Records for region labeling
☆ ☆ ☆
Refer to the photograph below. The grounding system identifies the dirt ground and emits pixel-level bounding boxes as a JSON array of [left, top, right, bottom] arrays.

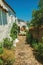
[[14, 36, 42, 65]]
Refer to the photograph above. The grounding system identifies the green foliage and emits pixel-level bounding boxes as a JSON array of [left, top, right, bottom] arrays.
[[0, 49, 15, 65], [26, 31, 33, 44], [0, 59, 3, 65], [3, 38, 13, 49], [32, 42, 43, 57], [0, 48, 3, 54], [10, 23, 18, 40], [37, 43, 43, 57], [0, 42, 3, 54]]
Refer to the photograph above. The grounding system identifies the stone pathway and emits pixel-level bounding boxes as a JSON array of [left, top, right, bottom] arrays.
[[14, 36, 42, 65]]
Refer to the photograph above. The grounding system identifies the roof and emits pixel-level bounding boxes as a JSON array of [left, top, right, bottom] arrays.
[[2, 0, 16, 14]]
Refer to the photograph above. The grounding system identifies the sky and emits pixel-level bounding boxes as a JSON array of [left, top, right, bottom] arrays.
[[6, 0, 39, 21]]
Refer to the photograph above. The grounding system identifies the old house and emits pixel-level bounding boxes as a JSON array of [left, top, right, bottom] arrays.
[[0, 0, 16, 41]]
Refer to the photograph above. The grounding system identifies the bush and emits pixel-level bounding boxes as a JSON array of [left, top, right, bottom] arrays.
[[37, 43, 43, 57], [0, 43, 3, 54], [32, 43, 43, 57], [0, 59, 3, 65], [3, 38, 13, 49], [0, 48, 3, 54], [10, 23, 18, 40], [0, 49, 15, 65], [26, 31, 33, 44]]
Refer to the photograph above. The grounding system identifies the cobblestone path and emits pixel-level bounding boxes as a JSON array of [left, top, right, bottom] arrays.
[[14, 36, 42, 65]]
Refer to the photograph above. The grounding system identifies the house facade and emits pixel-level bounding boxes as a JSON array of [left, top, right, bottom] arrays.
[[0, 0, 16, 41]]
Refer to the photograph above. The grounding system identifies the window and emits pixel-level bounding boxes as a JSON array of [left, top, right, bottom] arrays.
[[0, 8, 7, 25]]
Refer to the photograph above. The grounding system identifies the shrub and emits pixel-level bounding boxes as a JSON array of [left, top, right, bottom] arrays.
[[37, 43, 43, 57], [0, 43, 3, 54], [1, 49, 15, 65], [26, 31, 33, 44], [3, 38, 13, 49], [10, 23, 18, 40], [0, 48, 3, 54], [0, 59, 3, 65]]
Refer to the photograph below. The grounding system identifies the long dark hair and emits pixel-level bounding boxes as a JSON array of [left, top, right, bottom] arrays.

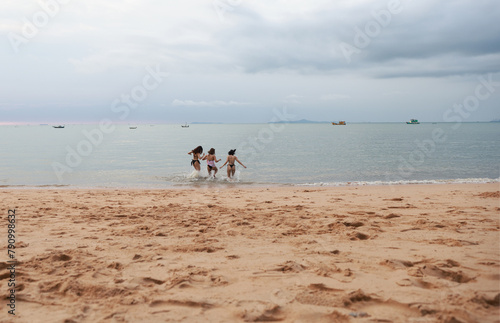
☆ ☆ ☆
▸ **The problem**:
Please arrange the lines above as a numbered list, with no blank lines and no pictures.

▸ **Task result**:
1. Refer to the photograph below. The grounding system identifies the dirt ground and emits pixel-level bounding boxes as a JSON array of [left, top, right, bottom] arrays.
2. [[14, 36, 42, 65]]
3. Refer to the photograph above. The grounding system identifies the green foliage and emits pixel-level bounding boxes as a JSON array of [left, top, right, bottom] arrays.
4. [[0, 49, 15, 65], [26, 31, 33, 44], [0, 59, 3, 65], [3, 38, 13, 49], [32, 42, 43, 57], [0, 48, 3, 54], [10, 23, 18, 40], [37, 43, 43, 57], [0, 42, 3, 54]]
5. Refer to the photograph above. The grounding system identifies the stone pathway and emits pixel-level bounding boxes as a JSON array of [left, top, right, bottom] arrays.
6. [[14, 36, 42, 65]]
7. Refer to the photograph above. The grounding system identifies the roof and emits pixel-level bounding boxes as a JSON array of [left, top, right, bottom] arrays.
8. [[2, 0, 16, 14]]
9. Refer to the photograph above. The grounding system identifies the sky and emits pixel-level bounding boxes as a JSON array of [left, top, right, bottom] arrays.
10. [[6, 0, 39, 21]]
11. Refer to the photograph above. The grounding system identifies the old house and emits pixel-level bounding boxes as a JSON array of [left, top, right, bottom] arrays.
12. [[0, 0, 16, 41]]
13. Refer to the photograph above. The grounding system identifies the bush and emits pixel-level bounding boxes as a JSON array of [left, top, right, bottom] arrays.
14. [[37, 43, 43, 57], [0, 43, 3, 54], [32, 43, 43, 57], [0, 59, 3, 65], [3, 38, 13, 49], [0, 48, 3, 54], [10, 23, 18, 40], [0, 49, 15, 65], [26, 31, 33, 44]]
15. Refer to the photograph above. The grounding system identifies the cobblestone path and emits pixel-level bounding boxes as a JSON array of [left, top, right, bottom] arrays.
16. [[14, 36, 42, 65]]
17. Refer to the photograph above. The grounding system identifies the house facade and emits pixel-level bounding boxes as a JSON array of [left, top, right, bottom] arrays.
18. [[0, 0, 16, 41]]
19. Refer to the photograph above. The grounding system identifies the window and emits pixel-level bounding boxes as a JSON array of [left, top, right, bottom] arrays.
20. [[0, 8, 7, 25]]
21. Refer to the photograph above. The grounding system identifies the shrub and emits pixel-level bounding boxes as a JSON array of [left, top, right, bottom] arrays.
22. [[37, 43, 43, 57], [0, 43, 3, 54], [1, 49, 15, 65], [26, 31, 33, 44], [3, 38, 13, 49], [10, 23, 18, 40], [0, 48, 3, 54], [0, 59, 3, 65]]
23. Refer to the photograph below. The grounding system identifies the long dark hair and emits pixel-level bounding boxes as a JSON array of [left, top, right, bottom] arrays.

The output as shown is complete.